**GOAL:**
Copy each line below exactly and leave the pictures out.

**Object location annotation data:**

[BEGIN]

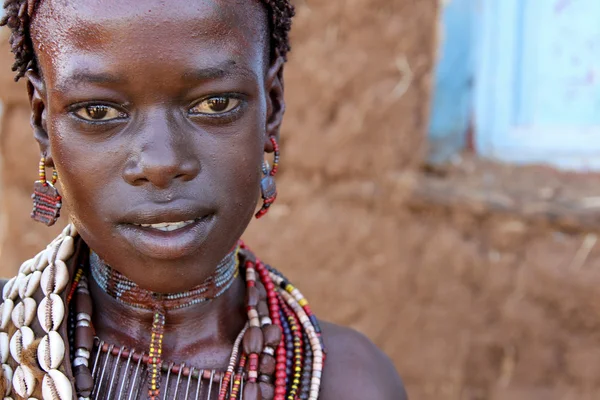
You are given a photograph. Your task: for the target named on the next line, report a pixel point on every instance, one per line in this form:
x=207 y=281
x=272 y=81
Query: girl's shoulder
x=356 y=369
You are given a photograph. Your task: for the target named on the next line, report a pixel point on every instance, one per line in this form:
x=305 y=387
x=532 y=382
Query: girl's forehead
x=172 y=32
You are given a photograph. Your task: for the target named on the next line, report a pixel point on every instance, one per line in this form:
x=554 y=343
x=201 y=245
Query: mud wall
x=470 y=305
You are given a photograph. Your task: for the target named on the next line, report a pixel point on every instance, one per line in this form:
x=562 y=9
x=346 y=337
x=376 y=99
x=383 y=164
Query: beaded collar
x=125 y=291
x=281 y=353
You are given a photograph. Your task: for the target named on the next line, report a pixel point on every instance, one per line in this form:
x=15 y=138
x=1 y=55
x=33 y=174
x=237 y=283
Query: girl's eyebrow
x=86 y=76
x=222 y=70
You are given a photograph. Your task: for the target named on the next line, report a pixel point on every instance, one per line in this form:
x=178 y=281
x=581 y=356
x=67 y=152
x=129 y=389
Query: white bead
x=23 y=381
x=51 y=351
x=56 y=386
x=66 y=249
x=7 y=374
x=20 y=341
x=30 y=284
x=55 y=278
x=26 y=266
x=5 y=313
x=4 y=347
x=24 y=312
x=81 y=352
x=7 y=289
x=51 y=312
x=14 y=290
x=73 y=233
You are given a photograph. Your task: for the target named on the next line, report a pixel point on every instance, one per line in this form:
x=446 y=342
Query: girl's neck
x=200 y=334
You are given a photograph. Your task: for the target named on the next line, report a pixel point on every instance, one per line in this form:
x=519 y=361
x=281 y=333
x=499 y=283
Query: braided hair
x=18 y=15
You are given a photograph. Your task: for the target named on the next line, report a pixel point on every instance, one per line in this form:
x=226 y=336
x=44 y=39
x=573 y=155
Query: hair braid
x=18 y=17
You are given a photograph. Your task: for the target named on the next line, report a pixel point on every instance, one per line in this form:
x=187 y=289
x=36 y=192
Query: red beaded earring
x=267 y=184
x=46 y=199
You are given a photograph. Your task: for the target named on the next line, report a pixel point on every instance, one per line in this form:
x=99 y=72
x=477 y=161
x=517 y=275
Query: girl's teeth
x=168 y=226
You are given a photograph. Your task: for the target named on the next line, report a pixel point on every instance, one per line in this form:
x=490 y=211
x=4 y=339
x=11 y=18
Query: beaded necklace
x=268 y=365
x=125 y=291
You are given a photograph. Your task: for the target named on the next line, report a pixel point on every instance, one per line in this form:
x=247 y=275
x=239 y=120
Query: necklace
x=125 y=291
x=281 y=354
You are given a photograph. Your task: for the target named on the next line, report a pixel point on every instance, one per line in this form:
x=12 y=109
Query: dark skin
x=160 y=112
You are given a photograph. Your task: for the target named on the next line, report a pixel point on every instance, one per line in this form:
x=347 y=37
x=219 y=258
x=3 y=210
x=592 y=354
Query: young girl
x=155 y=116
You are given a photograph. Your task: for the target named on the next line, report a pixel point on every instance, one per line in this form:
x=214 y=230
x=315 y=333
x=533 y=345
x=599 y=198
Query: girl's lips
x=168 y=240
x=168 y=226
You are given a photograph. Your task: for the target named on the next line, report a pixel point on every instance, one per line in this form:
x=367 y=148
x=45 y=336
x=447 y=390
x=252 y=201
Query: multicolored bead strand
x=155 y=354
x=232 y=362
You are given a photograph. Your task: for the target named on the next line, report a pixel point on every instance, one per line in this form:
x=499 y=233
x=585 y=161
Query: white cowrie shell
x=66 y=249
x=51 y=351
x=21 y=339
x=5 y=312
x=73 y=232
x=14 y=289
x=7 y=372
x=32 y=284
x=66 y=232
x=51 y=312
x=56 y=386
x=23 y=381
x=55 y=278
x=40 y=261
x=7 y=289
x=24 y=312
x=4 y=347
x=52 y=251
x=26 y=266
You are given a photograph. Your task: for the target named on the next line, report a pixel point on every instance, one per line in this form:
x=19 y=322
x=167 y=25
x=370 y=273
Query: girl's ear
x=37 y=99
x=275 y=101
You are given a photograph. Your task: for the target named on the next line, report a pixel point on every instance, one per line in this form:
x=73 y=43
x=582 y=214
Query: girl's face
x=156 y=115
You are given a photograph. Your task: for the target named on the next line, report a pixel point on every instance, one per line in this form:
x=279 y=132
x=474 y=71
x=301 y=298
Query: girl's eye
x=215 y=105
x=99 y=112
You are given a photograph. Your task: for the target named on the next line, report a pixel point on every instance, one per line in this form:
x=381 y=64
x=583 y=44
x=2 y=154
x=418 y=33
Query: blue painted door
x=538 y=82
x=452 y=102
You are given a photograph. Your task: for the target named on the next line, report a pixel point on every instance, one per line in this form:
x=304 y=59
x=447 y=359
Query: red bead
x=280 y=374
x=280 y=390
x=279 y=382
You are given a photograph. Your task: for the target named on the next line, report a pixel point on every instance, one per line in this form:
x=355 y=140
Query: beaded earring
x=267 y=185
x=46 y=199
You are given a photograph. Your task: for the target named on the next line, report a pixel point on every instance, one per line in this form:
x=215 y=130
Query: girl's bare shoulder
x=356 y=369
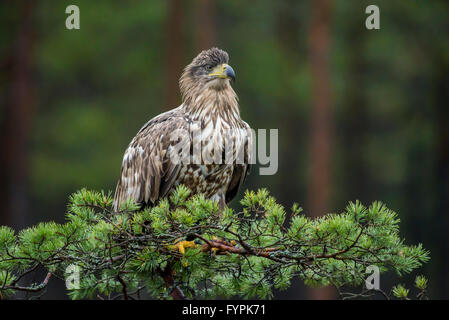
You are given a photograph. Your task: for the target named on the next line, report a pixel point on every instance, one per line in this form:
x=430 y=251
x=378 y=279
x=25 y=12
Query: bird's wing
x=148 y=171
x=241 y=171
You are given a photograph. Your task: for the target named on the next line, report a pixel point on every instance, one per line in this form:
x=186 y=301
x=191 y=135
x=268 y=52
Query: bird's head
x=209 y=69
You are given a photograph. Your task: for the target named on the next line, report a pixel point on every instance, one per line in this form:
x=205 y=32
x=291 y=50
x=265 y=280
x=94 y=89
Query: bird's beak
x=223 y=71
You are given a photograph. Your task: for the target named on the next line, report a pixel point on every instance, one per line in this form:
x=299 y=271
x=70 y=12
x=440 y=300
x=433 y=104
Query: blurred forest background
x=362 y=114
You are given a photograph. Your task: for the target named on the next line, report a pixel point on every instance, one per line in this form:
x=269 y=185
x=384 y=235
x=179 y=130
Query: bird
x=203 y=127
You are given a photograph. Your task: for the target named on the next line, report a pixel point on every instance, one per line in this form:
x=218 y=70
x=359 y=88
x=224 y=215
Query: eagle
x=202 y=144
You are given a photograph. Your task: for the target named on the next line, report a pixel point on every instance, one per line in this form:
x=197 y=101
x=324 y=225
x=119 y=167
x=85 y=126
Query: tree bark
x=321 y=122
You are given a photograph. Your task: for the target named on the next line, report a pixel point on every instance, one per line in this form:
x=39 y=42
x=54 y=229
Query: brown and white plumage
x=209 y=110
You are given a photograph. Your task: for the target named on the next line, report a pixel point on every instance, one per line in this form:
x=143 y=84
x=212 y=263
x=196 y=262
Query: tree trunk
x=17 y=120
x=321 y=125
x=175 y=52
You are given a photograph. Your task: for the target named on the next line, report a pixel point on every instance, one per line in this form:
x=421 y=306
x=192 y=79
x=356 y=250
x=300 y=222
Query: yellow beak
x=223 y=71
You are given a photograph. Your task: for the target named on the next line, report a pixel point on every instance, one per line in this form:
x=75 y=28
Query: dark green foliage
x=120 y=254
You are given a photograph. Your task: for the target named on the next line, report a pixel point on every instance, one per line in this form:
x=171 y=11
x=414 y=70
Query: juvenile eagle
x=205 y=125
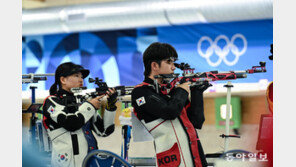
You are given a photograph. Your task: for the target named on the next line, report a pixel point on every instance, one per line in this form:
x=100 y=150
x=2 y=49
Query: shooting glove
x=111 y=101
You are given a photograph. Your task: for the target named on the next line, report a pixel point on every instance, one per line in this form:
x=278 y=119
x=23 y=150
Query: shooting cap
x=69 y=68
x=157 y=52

[END]

**OUTPUT FOR THIS EXERCISE:**
You are given a photograph. Your task: for the target named on the next line, report a pixel point on every instance, one per line in this form:
x=207 y=281
x=272 y=81
Query: girl's shoulder
x=356 y=369
You are given a photograph. Your task: for the target named on the next line, report a pixel point on every instance, one per line in this form:
x=305 y=387
x=532 y=382
Query: girl's forehead
x=172 y=32
You are given a photograph. Your task: for the target named on the next line, report a pixel point on every instance, one per line in this form:
x=554 y=343
x=201 y=245
Query: mud wall
x=470 y=305
You are given a photograph. Your task: for the target named on the next line, report a pixel point on every instance, one per line in this form:
x=562 y=9
x=346 y=337
x=376 y=99
x=383 y=164
Query: beaded collar
x=125 y=291
x=281 y=353
You are given a photograph. Your task: for the target named on the next line, report a pixel point on every instance, one per line in this form:
x=15 y=138
x=1 y=55
x=33 y=174
x=237 y=283
Query: girl's eyebrow
x=86 y=76
x=222 y=70
You are given a photograph. Your task: for the target named on the next line, report a pixel point on every instance, one per line in this form:
x=178 y=281
x=581 y=356
x=67 y=152
x=129 y=389
Query: white bead
x=23 y=381
x=51 y=351
x=56 y=386
x=66 y=249
x=7 y=374
x=20 y=341
x=30 y=284
x=55 y=278
x=26 y=266
x=5 y=313
x=4 y=347
x=24 y=312
x=81 y=352
x=7 y=289
x=51 y=312
x=14 y=290
x=73 y=233
You are given a photograph. Your task: for the target named on the next line, report a pixel point on every instance, one per line in this form:
x=446 y=342
Query: girl's neck
x=200 y=334
You are given a photograph. Your task: for the target named on the next line, report a pixel point on every instance, one per line in this form:
x=519 y=361
x=281 y=333
x=499 y=283
Query: braided hair
x=18 y=15
You are given a photograph. Your task: for the target named on the next line, report a pixel point on every instance, one per line in this form:
x=226 y=336
x=44 y=39
x=573 y=155
Query: hair braid
x=18 y=17
You are given a photograph. Your task: for the target named on the next line, report a pixel point on every instance, one per line in this form:
x=187 y=289
x=36 y=192
Query: red beaded earring
x=267 y=184
x=46 y=199
You are given a photograph. Your task: for the target named on the next line, report a pixel point on every instance, one per line in this form:
x=99 y=72
x=477 y=161
x=517 y=275
Query: girl's teeth
x=168 y=226
You are given a photograph. Your task: for the target named on the next line, report a pixel point on every instance, one per line in this form:
x=490 y=211
x=4 y=339
x=11 y=18
Query: beaded necklace
x=268 y=365
x=125 y=291
You are given a photograph. Your task: for the target named on the next line, report a pixel point on every instance, one per line in this form:
x=247 y=275
x=239 y=120
Query: necklace
x=125 y=291
x=281 y=354
You are given a photograph. Your task: for the target named on the next line, report a pixel point on every instance, one per line in this form:
x=12 y=109
Query: dark skin
x=160 y=112
You are given a photograph. Your task: for the target named on the next line, report a pixel point on every instance, one per line in this form:
x=347 y=37
x=219 y=258
x=3 y=210
x=592 y=354
Query: young girl
x=155 y=116
You are given a photograph. Your task: for the target named on the next line, report a pixel point on every instance, one per line in this form:
x=214 y=230
x=315 y=333
x=533 y=345
x=599 y=198
Query: girl's lips
x=168 y=240
x=168 y=226
You are given a photograph. Your task: for the target named on the next line, report a pixel point on every instance, one per line in this form:
x=367 y=148
x=45 y=336
x=447 y=390
x=252 y=201
Query: multicolored bead strand
x=155 y=354
x=232 y=362
You are given a photograph. Your task: for the target named on the next line, report a pixel point on every instance, one per line in this form:
x=499 y=233
x=585 y=161
Query: white cowrie shell
x=66 y=249
x=51 y=351
x=21 y=339
x=5 y=312
x=73 y=232
x=14 y=289
x=7 y=372
x=32 y=284
x=66 y=232
x=51 y=312
x=56 y=386
x=23 y=381
x=55 y=278
x=40 y=261
x=7 y=289
x=24 y=312
x=4 y=347
x=52 y=251
x=26 y=266
You are given a photograph. Your task: for the target named on the next line, report a pixel point on every instance, one per line in this form:
x=19 y=322
x=167 y=25
x=370 y=273
Query: girl's ear
x=37 y=99
x=275 y=101
You are given a photograph. Your task: for the target named on the next line, report a pixel point on every instance, one per line in this form:
x=73 y=43
x=582 y=214
Query: girl's face
x=156 y=115
You are given a photograph. Your task: for the target named on the next line, report a pixel point on every instance, one per line in this form:
x=279 y=132
x=474 y=71
x=301 y=298
Query: girl's eye
x=215 y=105
x=99 y=112
You are given a photograph. Your task: for the target named on the next line, report a pixel point on every instance, one per line in this form:
x=381 y=64
x=583 y=44
x=2 y=154
x=418 y=33
Query: blue painted door
x=538 y=82
x=452 y=102
You are given a photograph. Your task: for the target named on the next line, report a pixel point on every instance, one per line in this form:
x=304 y=59
x=447 y=359
Query: red bead
x=280 y=374
x=280 y=390
x=279 y=382
You are given a photograph. Your task: for the target named on the next line, report a pixel point on every instance, one per line in this form:
x=355 y=140
Query: beaded earring
x=267 y=185
x=46 y=199
You are given a photograph. Your task: for the target named on the next line, report a pixel point on every instance, one per line in this form:
x=215 y=130
Query: girl's bare shoulder
x=356 y=369
You are given a photograph. Your task: for the target named on the next line, report a pixel point on every instance, one per line in this form:
x=430 y=251
x=378 y=279
x=25 y=12
Query: bird's wing
x=148 y=171
x=241 y=171
You are given a photograph. Your task: for the target named on the next line, report a pixel point on every instance, one per line in this form:
x=186 y=301
x=191 y=135
x=268 y=52
Query: bird's head
x=209 y=69
You are given a photograph. Your task: for the target named on the next line, report a pixel point on every instance, one per line in this form:
x=205 y=32
x=291 y=50
x=265 y=280
x=94 y=89
Query: bird's beak
x=223 y=71
You are given a photograph. Your task: for the target named on the next line, report a pixel point on every instance, one per line in this form:
x=299 y=271
x=70 y=12
x=440 y=300
x=433 y=104
Query: blurred forest background
x=362 y=114
You are given a photograph. Your task: for the target named on the next line, report a pixel point on every instance, one per line in this form:
x=269 y=185
x=384 y=235
x=179 y=130
Query: bird
x=203 y=127
You are given a photograph. Your task: for the target named on the next line, report a pixel point on every instance, one per line in this form:
x=218 y=70
x=359 y=88
x=224 y=215
Query: eagle
x=202 y=144
You are given a photograph. Your task: for the target named on the next line, report a pixel point on every instance, one per line in this form:
x=197 y=101
x=324 y=225
x=119 y=167
x=85 y=126
Query: tree bark
x=321 y=122
You are given a photograph. Your task: for the target named on the next line, report a pixel point on every instance, one per line in this form:
x=39 y=42
x=54 y=229
Query: brown and white plumage
x=209 y=110
You are given a photograph. Your task: for the target named on the next line, report a pixel point on every instance, one per line in this form:
x=143 y=84
x=212 y=263
x=196 y=262
Query: tree trunk
x=17 y=120
x=321 y=125
x=175 y=52
You are given a photograph. Your task: for the target named on the next line, report a pixel point on every instance, one per line in this form:
x=421 y=306
x=192 y=79
x=356 y=250
x=300 y=222
Query: yellow beak
x=223 y=71
You are given a photograph. Your task: for the target named on the next line, report a pixel point on every instance, one per line in this form:
x=75 y=28
Query: dark green foliage
x=120 y=254
You are given a photograph. Your task: for the target named on the next line, report a pixel point on every instance, one per line in this form:
x=171 y=11
x=414 y=70
Query: juvenile eagle
x=205 y=125
You are given a photograph. Your task: for the target named on the next line, report a pixel point on every instance, one per line in this form:
x=100 y=150
x=2 y=49
Query: shooting glove
x=111 y=101
You are given a photograph. Your task: for the target named on the next line, report a pixel point on every instance, one per line in this form:
x=278 y=119
x=23 y=150
Query: shooting cap
x=69 y=68
x=157 y=52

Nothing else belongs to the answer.